*** Document segment Section Begins ***

Shelley DuBois with Fortune recently wrote this article regarding the decline in value of “making partner.” The article states:

But making partner doesn’t mean what it used to. It hasn’t for a while, in fact. And still, many entering the workforce covet that milestone.

Why? There are a couple of reasons, most of them having to do with tradition and pay. And while making partner isn’t meaningless, job seekers entering the workforce should question whether it’s a solid end-goal.

My Take: The key point here for young lawyers is that making partner in their firm is a step. It’s not the finish line. If you treat making partner like the finish line, the ascension of your career is over. It may even decline.

"Law firms just have to face the reality that they can’t make too many people equity partners or they can’t survive," says Gerry Riskin, founding partner of law firm consulting firm Edge International. As a result, he says, some offer tiered partnerships with equity partners at the top. Other levels of partnership, Riskin says, "may be based on what other firms are doing, or may be just a glorified way of paying a salary."

My Take: This is the reason that you have to keep your nose to the grindstone after you make partner.

Partner is as broad of a word as cancer is," says Ken Young, who is part of the American Board Association’s Law Practice Management Section. "To the business community, it means something, but people need to dig beneath the title."

My Take: Did that guy just use ‘partner’ and ‘cancer’ in the same sentence? One of his friends probably just lost a bet.

"I don’t think there are any givens anymore, and perhaps the old model had more givens," Serino says. "The people that navigate that successfully have to reconsider the assumptions and constantly be ready to anticipate how workplace market conditions are going to change." In other words, young people at big firms will need to redefine the old milestones.

My Take: Making partner is not job security. Job security is being able to get work. Getting work from within the firm counts, but getting work from outside the firm is what gets firm lawyers to the top compensation tiers.

My personal opinion is that in general, Mississippi defense firms are not doing enough marketing activities to raise their firm profile and attract business. Too much Mississippi defense work is going to law firms in other states. It would be understandable if the out of state lawyers were better than their Mississippi counterparts. But they aren’t. The difference is that these lawyers and their firms are out-marketing the Mississippi lawyers and firms. If Mississippi firms do not do more to address this issue, the value of making partner will continue to become marginalized.

*** Document segment Section Ends ***
*** Data block Section Begins ***

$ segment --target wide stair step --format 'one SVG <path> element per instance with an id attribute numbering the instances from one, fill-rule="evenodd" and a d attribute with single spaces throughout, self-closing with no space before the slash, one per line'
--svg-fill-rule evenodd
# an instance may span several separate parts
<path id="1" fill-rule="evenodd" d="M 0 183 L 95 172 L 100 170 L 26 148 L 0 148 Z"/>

*** Data block Section Ends ***

» Brief:
Answer from the commentary on making partner:
(a) Which publication is Shelley DuBois writing for?
(b) Gerry Riskin is the founding partner of which consulting firm?
(c) According to the closing opinion, where is too much Mississippi defense work going?

» Task solution:
(a) Fortune
(b) Edge International
(c) To law firms in other states